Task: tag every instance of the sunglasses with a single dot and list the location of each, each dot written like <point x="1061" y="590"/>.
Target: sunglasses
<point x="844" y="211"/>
--
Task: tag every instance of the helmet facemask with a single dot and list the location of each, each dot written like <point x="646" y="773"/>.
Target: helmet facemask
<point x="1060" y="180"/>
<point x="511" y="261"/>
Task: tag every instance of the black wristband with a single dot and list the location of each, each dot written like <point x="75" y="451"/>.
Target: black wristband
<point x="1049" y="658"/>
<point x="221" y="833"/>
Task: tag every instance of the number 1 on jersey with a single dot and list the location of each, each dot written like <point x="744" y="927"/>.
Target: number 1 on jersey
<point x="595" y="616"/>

- _WHAT IS EXPECTED_
Search the records above for "written" and copy every line that has it.

- _RESULT_
Task: tag every instance of the sunglasses with a single dot and list the location of each, each dot written like <point x="1061" y="590"/>.
Task: tag every instance of the helmet facemask with a single dot and list the location of each, each dot written like <point x="646" y="773"/>.
Task: tag every instance of the black wristband with a single dot and list the location of each, each dot written like <point x="75" y="451"/>.
Task: tag every instance of the number 1 on jersey with a single dot and list the location of each, each dot written like <point x="744" y="927"/>.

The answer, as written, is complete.